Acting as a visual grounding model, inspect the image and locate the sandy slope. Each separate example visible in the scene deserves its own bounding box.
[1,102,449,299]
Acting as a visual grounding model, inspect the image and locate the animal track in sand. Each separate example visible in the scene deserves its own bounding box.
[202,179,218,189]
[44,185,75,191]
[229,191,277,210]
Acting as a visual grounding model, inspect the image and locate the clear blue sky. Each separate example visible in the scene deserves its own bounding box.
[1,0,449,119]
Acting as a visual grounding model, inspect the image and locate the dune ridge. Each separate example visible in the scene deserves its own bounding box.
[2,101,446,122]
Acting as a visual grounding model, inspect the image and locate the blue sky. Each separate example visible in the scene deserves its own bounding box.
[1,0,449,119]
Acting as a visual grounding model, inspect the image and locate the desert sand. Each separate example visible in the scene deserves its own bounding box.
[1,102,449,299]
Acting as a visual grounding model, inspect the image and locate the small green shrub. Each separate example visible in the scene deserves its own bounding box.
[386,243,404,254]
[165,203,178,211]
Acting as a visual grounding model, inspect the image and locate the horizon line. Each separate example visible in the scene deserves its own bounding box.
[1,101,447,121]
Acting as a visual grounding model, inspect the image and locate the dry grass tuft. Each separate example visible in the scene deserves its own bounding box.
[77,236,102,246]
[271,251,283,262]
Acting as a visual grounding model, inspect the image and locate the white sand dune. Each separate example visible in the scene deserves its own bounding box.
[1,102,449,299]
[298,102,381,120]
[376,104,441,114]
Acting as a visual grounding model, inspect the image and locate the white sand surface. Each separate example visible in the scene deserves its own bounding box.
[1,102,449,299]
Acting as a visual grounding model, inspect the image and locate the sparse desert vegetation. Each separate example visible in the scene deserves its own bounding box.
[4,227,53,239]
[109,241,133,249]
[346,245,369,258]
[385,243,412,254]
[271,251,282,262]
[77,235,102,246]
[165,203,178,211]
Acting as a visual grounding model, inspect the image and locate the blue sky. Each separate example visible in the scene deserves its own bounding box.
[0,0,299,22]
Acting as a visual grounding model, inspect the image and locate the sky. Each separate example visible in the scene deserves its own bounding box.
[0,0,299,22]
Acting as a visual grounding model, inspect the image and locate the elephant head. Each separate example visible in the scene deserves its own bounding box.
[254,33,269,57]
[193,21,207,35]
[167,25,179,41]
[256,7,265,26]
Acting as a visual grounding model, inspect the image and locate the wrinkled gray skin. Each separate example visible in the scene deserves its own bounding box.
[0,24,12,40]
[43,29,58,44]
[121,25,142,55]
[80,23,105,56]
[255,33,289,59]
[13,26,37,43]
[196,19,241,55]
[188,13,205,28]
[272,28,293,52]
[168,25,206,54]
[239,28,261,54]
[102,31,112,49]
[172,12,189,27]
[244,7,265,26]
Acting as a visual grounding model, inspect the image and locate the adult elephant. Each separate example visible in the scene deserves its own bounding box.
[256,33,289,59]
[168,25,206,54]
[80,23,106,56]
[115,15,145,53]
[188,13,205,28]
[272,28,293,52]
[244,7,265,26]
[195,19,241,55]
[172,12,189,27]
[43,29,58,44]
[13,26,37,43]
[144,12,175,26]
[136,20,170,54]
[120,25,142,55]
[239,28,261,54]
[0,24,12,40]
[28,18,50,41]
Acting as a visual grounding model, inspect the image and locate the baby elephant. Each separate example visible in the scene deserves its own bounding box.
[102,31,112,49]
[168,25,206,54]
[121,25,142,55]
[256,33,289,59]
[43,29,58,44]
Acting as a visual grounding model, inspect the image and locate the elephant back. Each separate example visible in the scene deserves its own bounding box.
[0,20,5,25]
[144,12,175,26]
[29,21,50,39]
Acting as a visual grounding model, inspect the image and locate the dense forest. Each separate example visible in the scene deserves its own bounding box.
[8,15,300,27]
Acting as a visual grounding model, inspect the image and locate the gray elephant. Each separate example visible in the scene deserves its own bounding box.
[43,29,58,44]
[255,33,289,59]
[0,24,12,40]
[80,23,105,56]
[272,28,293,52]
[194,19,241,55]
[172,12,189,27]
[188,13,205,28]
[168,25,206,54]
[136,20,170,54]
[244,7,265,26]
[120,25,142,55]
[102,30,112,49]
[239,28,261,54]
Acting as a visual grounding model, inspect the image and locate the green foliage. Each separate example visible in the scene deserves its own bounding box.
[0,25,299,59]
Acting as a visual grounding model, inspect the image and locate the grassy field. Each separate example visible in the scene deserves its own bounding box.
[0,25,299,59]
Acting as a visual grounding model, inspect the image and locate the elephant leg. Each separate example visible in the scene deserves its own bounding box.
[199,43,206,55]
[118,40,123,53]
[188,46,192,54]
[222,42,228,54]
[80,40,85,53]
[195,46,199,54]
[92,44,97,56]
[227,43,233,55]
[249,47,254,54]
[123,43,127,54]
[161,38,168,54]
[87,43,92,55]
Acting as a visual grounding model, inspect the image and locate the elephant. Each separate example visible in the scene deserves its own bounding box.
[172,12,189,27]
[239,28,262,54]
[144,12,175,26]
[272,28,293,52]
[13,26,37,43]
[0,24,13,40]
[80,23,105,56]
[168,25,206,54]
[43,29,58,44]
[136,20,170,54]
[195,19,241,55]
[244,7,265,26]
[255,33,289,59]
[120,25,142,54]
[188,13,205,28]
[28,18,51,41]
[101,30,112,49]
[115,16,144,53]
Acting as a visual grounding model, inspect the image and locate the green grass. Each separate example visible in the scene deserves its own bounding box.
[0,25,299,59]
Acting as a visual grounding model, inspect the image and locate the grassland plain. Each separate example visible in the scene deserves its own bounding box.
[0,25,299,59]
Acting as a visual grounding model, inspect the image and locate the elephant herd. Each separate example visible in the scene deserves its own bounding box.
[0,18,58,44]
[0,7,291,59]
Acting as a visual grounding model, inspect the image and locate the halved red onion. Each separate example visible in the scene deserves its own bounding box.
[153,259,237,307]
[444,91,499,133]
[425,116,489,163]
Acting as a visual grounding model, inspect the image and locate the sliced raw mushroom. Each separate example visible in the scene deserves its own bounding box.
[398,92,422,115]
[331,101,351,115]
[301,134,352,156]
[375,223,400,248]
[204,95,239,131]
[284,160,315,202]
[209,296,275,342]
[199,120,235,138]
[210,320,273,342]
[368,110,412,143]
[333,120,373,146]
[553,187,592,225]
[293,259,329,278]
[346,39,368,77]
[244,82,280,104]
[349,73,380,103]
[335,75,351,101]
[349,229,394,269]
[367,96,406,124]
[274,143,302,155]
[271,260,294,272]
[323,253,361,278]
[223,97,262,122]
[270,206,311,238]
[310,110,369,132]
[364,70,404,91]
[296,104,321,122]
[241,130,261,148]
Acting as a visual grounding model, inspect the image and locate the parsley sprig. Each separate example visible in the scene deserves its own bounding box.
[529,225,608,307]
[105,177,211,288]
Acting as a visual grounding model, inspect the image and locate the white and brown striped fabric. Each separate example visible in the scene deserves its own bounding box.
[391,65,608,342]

__ACTION ITEM__: Could you transcribe every entry exactly, without altering anything?

__TASK RESPONSE__:
Acting as a visual grounding model, inspect the image and locate the sandy slope. Each separate example visible in the scene deserves its own bounding box.
[1,102,449,299]
Acting as a visual grounding model, inspect the image and locate the animal track in sand. Each separate example visible in the scene deserves its own bounding box.
[202,179,218,189]
[44,185,75,191]
[229,191,277,210]
Acting as a visual grounding model, inspect the image and locate the clear blue sky. Each separate example visible in the scene deserves its own bounding box.
[1,0,449,119]
Acting as a visual grounding model, inspect the image and locate the dune ridge. Each separate example visible in the scene deserves its own bounding box.
[2,101,446,122]
Acting as a visual grounding model, inspect the image and locate the blue sky. Each separate example visible in the scene deserves its own bounding box.
[1,0,449,119]
Acting as a visual grounding model, inspect the image and locate the desert sand. Each separate example visible in the scene deserves its own bounding box.
[1,102,449,299]
Acting as a visual grounding model, inspect the image and locate the small green shrub. Each separate example visible in the scene deserves its own bounding box.
[386,243,404,254]
[165,203,178,211]
Acting as a visual grounding model, inspect the image and locate the horizon line. Each separate example visible in the scene deserves its own bounding box.
[1,101,447,121]
Acting as a visual grounding model, inspect the image and locate the dry grass tuft. Each separate example visible in the scene deserves its own bounding box.
[77,236,102,246]
[271,251,283,262]
Acting as a visual grounding model, inspect the image and locate the white sand dune. Each separate example visible in the scene deserves its own bounding box.
[1,102,449,299]
[298,102,381,120]
[376,104,441,114]
Acting as a visual grounding model, inspect the image and locate the white sand surface. Each separate example visible in the scene deserves its own bounding box.
[1,102,449,299]
Acting as a visual grounding model, inspect the image and locate the sparse desert vegetation. Each separate example visible in the scene deserves its own bounding box.
[4,227,53,239]
[109,241,133,249]
[346,245,369,258]
[385,243,412,254]
[271,251,282,262]
[77,235,102,246]
[165,203,178,211]
Acting as a visual grounding model, inspect the image and locate the blue sky. Each separate example visible in the scene deserves its own bounding box.
[0,0,299,22]
Acting as a visual grounding model, inspect the image and locate the sky. Each separate example visible in the scene deserves its own bounding box.
[0,0,299,22]
Acting as a visual grounding model, inspect the image and locate the elephant head. Each separate example visible in the scene deserves its own bounding box.
[254,33,269,57]
[193,21,207,35]
[167,25,179,41]
[256,7,265,26]
Acting as a visual grounding model, inspect the image and locate the wrinkled gray skin. Each separate example visible in the scene deserves its own bounding box.
[0,24,12,40]
[43,29,58,44]
[121,25,142,55]
[80,23,105,56]
[255,33,289,59]
[13,26,37,43]
[196,19,241,55]
[188,13,205,28]
[272,28,293,52]
[168,25,206,54]
[239,28,261,54]
[102,31,112,49]
[172,12,189,27]
[244,7,265,26]
Acting as a visual grounding model, inspect the image and locate the adult elephant. Each separate example visible in the scene deserves its own bounding box.
[256,33,289,59]
[168,25,206,54]
[80,23,106,56]
[115,15,145,53]
[188,13,205,28]
[272,28,293,52]
[244,7,265,26]
[195,19,241,55]
[172,12,189,27]
[43,29,58,44]
[13,26,37,43]
[144,12,175,26]
[136,20,170,54]
[120,25,142,55]
[239,28,261,54]
[0,24,12,40]
[28,18,50,41]
Acting as a visual grounding model, inspect the image and locate the baby elephant. Each separate example visible in the scene deserves its own bounding box.
[102,31,112,49]
[168,25,206,54]
[121,25,142,55]
[256,33,289,59]
[43,29,58,44]
Acting as a visual grounding model, inspect the image and locate the elephant back. Each separate example visible in the scene deserves its own bounding box.
[0,20,5,25]
[144,12,175,26]
[29,21,50,39]
Acting as a visual grounding model, inspect the image and locate the dense forest. Each separate example visible in the scene deserves its own bounding box.
[8,15,300,27]
Acting as a visual grounding model, inspect the image and locate the gray elephant. Each separate example visible in the scene deserves its own bounding box.
[43,29,58,44]
[255,33,289,59]
[0,24,12,40]
[80,23,105,56]
[272,28,293,52]
[194,19,241,55]
[172,12,189,27]
[188,13,205,28]
[168,25,206,54]
[136,20,170,54]
[244,7,265,26]
[120,25,142,55]
[102,30,112,49]
[239,28,261,54]
Acting as a visual grounding model, inspect the image and locate the green foliage. Each separate example visible in the scene deserves its own bounding box.
[0,25,299,59]
Acting as a visual grounding model, inspect the image and locate the grassy field. Each separate example visible in the scene deserves its own bounding box.
[0,25,299,59]
Acting as a visual grounding model, inspect the image and locate the elephant leg. Each separate example visible in the scene deserves its own bounding box.
[199,43,206,55]
[118,40,123,53]
[188,46,192,54]
[222,42,228,54]
[80,40,85,53]
[195,46,199,54]
[92,44,97,56]
[227,43,233,55]
[249,47,254,54]
[123,43,127,54]
[161,38,168,54]
[87,43,92,55]
Acting as a visual grounding model, inspect the image and locate the elephant. Each separate example visible in the scene deserves its own bounding box.
[172,12,189,27]
[239,28,262,54]
[144,12,175,26]
[272,28,293,52]
[13,26,37,43]
[0,24,13,40]
[80,23,105,56]
[168,25,206,54]
[43,29,58,44]
[136,20,170,54]
[195,19,241,55]
[244,7,265,26]
[255,33,289,59]
[120,25,142,54]
[188,13,205,28]
[28,18,51,41]
[101,30,112,49]
[115,16,144,53]
Acting as a visual grounding model, inspect the image and locate the green grass. Each separate example visible in the scene deserves its own bounding box.
[0,25,299,59]
Acting as a visual grounding model, inspect the image and locate the grassland plain. Each separate example visible in the scene deserves its own bounding box.
[0,25,299,59]
Acting as a visual grounding model, inspect the image and locate the elephant herd. Each separate example visible in the scene deserves its own bounding box.
[0,18,58,44]
[0,7,291,59]
Acting as a visual grounding model, inspect the image and locate the halved red onion. Each separate example visible in the scene deserves its own bounding box.
[153,259,237,307]
[444,91,499,133]
[425,116,489,163]
Acting as a visual grounding model, inspect the image and locate the sliced raw mushroom. Each separate example visible in the scene deserves its own bounding box.
[398,92,422,115]
[331,101,351,115]
[301,134,352,156]
[375,223,400,248]
[204,95,239,131]
[284,160,315,202]
[209,296,275,342]
[199,120,235,138]
[210,320,273,342]
[368,110,412,143]
[333,120,373,146]
[553,187,592,225]
[293,259,329,278]
[346,39,368,77]
[244,82,280,104]
[349,73,380,103]
[335,75,351,101]
[349,229,394,269]
[367,96,406,124]
[274,143,302,155]
[271,260,294,272]
[323,253,361,278]
[223,97,262,122]
[270,206,311,238]
[310,110,369,132]
[364,70,404,91]
[296,104,321,122]
[241,130,261,148]
Acting as a visual grounding model, inspect the image and locate the parsley sprig. Each separate example visible in the scene deserves its own bounding box.
[529,225,608,307]
[105,177,211,288]
Acting as a visual grounding model, inspect the image and locate the white and brown striped fabric. Each separate example visible in the scene deserves its own bounding box.
[391,65,608,342]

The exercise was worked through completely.